Written problem =
Reproduce every line from the one containing "Keypoint placement for each instance of the tree" down to the end of the material, adding 32 to each coordinate value and leaving all other text unchanged.

(Data entries)
· · · ·
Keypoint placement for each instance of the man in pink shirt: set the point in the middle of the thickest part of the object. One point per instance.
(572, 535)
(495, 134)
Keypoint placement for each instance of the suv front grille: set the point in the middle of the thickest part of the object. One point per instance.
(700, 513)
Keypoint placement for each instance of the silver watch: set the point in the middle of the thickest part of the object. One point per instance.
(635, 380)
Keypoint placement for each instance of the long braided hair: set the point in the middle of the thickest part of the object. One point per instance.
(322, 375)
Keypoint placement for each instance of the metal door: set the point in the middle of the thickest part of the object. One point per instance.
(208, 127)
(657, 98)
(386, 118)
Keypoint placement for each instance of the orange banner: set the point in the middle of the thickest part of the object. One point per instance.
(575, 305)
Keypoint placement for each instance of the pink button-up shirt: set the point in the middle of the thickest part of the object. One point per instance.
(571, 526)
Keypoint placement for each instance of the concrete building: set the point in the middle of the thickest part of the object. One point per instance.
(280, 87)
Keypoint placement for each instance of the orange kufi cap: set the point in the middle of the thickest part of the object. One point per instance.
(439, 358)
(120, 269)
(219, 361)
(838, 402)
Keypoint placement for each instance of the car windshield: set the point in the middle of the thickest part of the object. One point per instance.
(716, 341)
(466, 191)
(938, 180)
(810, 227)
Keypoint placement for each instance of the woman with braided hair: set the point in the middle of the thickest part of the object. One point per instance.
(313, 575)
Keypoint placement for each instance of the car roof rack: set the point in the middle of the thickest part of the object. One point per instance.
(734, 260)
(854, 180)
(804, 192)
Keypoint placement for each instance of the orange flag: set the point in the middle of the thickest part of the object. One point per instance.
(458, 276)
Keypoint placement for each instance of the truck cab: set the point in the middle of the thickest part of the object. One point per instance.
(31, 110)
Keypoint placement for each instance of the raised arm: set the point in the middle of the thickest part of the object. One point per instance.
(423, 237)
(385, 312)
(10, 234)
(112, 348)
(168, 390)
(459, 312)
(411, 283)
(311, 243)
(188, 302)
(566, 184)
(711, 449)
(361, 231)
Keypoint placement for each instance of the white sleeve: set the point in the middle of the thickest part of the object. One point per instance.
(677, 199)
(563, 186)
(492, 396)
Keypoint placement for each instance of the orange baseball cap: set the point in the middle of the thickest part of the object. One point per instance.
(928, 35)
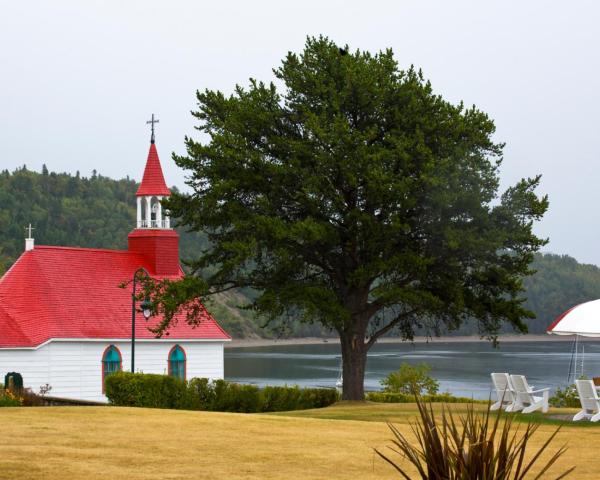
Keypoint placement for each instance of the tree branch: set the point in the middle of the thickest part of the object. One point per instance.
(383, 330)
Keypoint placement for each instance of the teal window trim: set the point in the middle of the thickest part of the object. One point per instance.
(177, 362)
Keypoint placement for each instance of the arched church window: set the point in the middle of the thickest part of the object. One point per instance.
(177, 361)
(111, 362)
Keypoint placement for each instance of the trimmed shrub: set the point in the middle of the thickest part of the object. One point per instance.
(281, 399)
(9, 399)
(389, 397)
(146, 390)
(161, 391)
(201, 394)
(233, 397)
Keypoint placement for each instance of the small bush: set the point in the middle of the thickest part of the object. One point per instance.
· · · ·
Output =
Keypoint placement for each instance of the tree branch: set the point in the middle of the thickest part of the object. One point per instance.
(415, 362)
Keypoint placement for each instance of the teal window trim: set the point in the middle of the thickest part of the object. One point per instance.
(209, 394)
Keypoint placement for each instance of the arched church window: set the point in the middle of the thickest part of the object. One point per instance.
(209, 393)
(143, 394)
Keypoint placement for each instance of the trimmed shrub: set the point in the middle of the thickest part of the object. One point per instance.
(313, 431)
(41, 431)
(421, 429)
(178, 422)
(193, 423)
(233, 426)
(265, 429)
Keypoint placement for each instance of the small bush: set the point in the middle of the thickest part of the object. One point per instance.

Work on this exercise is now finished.